Task objective: Transcribe all of the data below verbatim, reproducing every line without alteration.
-.-.-
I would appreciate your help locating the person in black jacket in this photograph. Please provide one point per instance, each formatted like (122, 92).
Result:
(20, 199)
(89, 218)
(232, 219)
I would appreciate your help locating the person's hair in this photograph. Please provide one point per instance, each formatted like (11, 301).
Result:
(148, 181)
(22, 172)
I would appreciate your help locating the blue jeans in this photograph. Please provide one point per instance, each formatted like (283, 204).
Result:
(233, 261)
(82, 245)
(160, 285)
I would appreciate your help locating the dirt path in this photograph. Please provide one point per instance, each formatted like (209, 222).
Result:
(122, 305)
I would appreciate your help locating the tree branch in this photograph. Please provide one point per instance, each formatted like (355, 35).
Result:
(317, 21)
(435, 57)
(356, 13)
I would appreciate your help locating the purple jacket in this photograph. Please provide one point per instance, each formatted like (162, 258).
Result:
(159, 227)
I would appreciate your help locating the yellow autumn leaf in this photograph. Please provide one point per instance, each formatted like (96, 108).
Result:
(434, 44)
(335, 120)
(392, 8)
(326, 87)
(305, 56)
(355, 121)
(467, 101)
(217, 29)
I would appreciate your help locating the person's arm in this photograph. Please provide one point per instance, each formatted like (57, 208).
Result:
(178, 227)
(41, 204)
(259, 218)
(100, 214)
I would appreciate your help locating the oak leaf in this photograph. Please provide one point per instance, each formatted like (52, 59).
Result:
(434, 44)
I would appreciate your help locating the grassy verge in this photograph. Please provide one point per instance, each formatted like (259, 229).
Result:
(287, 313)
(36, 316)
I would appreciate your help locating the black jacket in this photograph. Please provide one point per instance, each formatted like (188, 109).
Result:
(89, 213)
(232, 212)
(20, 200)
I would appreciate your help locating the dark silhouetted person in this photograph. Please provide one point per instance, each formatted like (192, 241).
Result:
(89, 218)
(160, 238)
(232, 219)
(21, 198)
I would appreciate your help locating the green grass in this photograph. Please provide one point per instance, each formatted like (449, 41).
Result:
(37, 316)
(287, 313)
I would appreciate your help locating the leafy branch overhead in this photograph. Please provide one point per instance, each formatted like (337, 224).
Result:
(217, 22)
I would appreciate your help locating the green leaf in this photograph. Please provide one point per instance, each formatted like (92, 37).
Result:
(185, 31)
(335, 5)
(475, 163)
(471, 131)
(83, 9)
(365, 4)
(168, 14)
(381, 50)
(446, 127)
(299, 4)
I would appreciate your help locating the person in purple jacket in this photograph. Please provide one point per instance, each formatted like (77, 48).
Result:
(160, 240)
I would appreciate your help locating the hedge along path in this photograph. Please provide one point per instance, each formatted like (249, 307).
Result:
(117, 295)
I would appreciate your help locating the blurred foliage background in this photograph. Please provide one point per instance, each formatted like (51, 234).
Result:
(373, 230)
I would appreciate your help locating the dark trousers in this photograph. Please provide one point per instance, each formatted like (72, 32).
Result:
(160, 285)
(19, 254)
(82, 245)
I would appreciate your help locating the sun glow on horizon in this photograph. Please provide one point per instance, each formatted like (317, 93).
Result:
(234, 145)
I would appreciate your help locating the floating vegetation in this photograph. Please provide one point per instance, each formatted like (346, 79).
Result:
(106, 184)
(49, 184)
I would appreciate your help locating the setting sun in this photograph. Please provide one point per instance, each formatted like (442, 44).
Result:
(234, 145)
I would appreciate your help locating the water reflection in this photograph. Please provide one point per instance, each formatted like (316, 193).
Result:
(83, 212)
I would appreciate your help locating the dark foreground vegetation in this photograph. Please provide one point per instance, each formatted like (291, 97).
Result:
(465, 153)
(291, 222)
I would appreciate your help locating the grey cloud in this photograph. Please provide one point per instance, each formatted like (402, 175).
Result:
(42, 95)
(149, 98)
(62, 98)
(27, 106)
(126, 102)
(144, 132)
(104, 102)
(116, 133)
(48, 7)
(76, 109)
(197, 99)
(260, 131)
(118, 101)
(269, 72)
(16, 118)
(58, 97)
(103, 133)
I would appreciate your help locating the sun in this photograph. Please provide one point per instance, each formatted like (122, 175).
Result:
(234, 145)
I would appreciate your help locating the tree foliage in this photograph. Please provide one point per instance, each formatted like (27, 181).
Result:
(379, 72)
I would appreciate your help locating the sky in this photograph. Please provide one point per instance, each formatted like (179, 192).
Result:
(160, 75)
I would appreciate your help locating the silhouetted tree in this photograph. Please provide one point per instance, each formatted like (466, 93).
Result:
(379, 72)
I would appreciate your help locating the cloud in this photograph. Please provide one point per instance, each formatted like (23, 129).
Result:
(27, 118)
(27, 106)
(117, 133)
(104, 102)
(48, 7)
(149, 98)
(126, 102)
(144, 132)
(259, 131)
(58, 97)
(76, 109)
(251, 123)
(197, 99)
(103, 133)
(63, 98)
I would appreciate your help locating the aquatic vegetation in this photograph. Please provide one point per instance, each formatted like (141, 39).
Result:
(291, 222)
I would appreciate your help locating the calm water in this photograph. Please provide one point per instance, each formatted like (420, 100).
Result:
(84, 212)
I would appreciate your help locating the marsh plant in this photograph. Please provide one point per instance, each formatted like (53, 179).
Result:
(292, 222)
-.-.-
Reply to the exercise:
I would appreciate your help locating the person in black jacket in this photograph. Please provide one point per instance, each formatted like (122, 92).
Result:
(20, 199)
(89, 218)
(232, 219)
I would appreciate your help locating the person's hair in this photograph. Please provide one point per instance, each formatted like (11, 301).
Result:
(148, 181)
(22, 172)
I would appreciate your help locating the blue jeans in this photograph. Please provide one point per instance, each formatted like (283, 204).
Result:
(233, 261)
(82, 245)
(160, 285)
I would appreciate your help locating the dirt path in this photograph. Please provide one point per instance, each formatted like (209, 222).
Result:
(122, 305)
I would appreciate your help locating the tree branch in this photograph. Please provide one point per instance, each formatted like (355, 35).
Result:
(317, 21)
(435, 57)
(356, 13)
I would appreciate your help locating the purple jacket in this photograph. Please provide one point per instance, each formatted like (162, 258).
Result:
(159, 227)
I would appreciate your help locating the yellow autumn leaf in this photograph. Please provide one point per instance, each formatted like (96, 108).
Result:
(434, 44)
(335, 120)
(392, 8)
(326, 87)
(305, 56)
(355, 121)
(467, 101)
(217, 29)
I would appreciate your help locating the person's arm in this photograph. Please provide one point per instance, each formatted like (57, 208).
Result:
(178, 227)
(41, 204)
(259, 218)
(100, 214)
I would appreciate your help locating the oak leaf in this photograph. Please provide one point per instance, each formatted like (52, 59).
Result:
(434, 44)
I would appreciate your help locating the grassy verge in this photograph. Please provide one point per instance, each formatted like (259, 229).
Result:
(287, 313)
(36, 316)
I would appreciate your help locating the black jacket in this photograph. Please provide one point per instance, each formatted like (188, 109).
Result:
(89, 213)
(232, 212)
(20, 200)
I would appreciate your help locating the dark silhouetted person in this photograph. Please provide one point per instance, each formatted like (192, 241).
Result:
(89, 218)
(160, 238)
(232, 219)
(21, 198)
I would appreciate your help locating the green grass in this photograph. Please provide one point per instance, each formatted like (449, 41).
Result:
(37, 316)
(287, 313)
I would appreciate your help locating the leafy branch overhead in this photograph. Please provide one point per instance, each formatted like (337, 224).
Result:
(217, 22)
I would appreciate your help locating the green leaf in this photograph. Please provide one point per instance, each formatted like (92, 37).
Result:
(185, 31)
(335, 5)
(475, 163)
(471, 131)
(83, 9)
(365, 4)
(168, 14)
(381, 50)
(446, 127)
(299, 4)
I would appreciate your help locating the person in purple jacket in this photograph. Please provide one point per instance, each formatted like (77, 48).
Result:
(160, 240)
I would appreciate your help locating the hedge along path in this photograph. Please provide one point per instance, each formatted like (249, 307).
Result:
(117, 295)
I would appreciate your help locating the blurred foliage background in this photograph. Please provide one point per instance, each formatted like (51, 234).
Result:
(373, 230)
I would appreciate your help locating the dark trousers in this photograph. Please provide one point per instance, each formatted like (72, 32).
Result:
(160, 285)
(19, 254)
(82, 245)
I would appreciate your help locating the sun glow on horizon in this photograph. Please provide one point per instance, each formatted like (317, 93).
Result:
(234, 145)
I would appreciate your help locating the floating vegetation in this photograph. Please provide one point per instance, each formatted like (346, 79).
Result:
(106, 184)
(49, 184)
I would appreciate your help locating the setting sun in this photograph. Please provide one point per instance, each formatted like (442, 44).
Result:
(234, 145)
I would appreciate your help locating the water reflection in this photograph. Please provide one point per instance, each formatted like (316, 193).
Result:
(83, 212)
I would appreciate your help locating the dark foreground vegetation in this photograph. Please provide one point per instance, each formatted like (291, 97).
Result:
(465, 153)
(291, 222)
I would appreciate your help locating the grey cloud in this photograph. Please provide one point per instance, each formatted like (402, 175).
Result:
(42, 95)
(149, 98)
(62, 98)
(27, 106)
(126, 102)
(144, 132)
(104, 102)
(116, 133)
(48, 7)
(76, 109)
(197, 99)
(260, 131)
(118, 101)
(269, 72)
(16, 118)
(58, 97)
(103, 133)
I would appreciate your help locating the sun in this photograph. Please provide one point per instance, each formatted like (122, 175).
Result:
(234, 145)
I would appreciate your help locating the tree foliage in this photograph. Please provide one point per instance, each formatted like (27, 181).
Result:
(379, 72)
I would appreciate your help locating the sky in this photograph. Please provide one point per instance, each formatted like (179, 192).
Result:
(160, 75)
I would appreciate your help locating the silhouetted tree in this photograph. Please provide one point per instance, each formatted like (466, 93).
Result:
(379, 72)
I would appreciate your help locating the cloud in this photograph. Please provide one point per instance, each formatted like (23, 129).
Result:
(27, 118)
(27, 106)
(117, 133)
(104, 102)
(48, 7)
(149, 98)
(126, 102)
(144, 132)
(259, 131)
(58, 97)
(76, 109)
(251, 123)
(197, 99)
(103, 133)
(63, 98)
I would appreciate your help locating the aquatic vegetation in this photograph. Please provide one point per instance, each formatted like (141, 39).
Result:
(291, 222)
I would appreciate your help locating the calm water in this photograph. Please provide one point per instance, each formatted like (420, 100).
Result:
(84, 212)
I would appreciate your help locating the marsh plant in this photograph. Please provide one point per instance, each formatted like (53, 179).
Result:
(292, 222)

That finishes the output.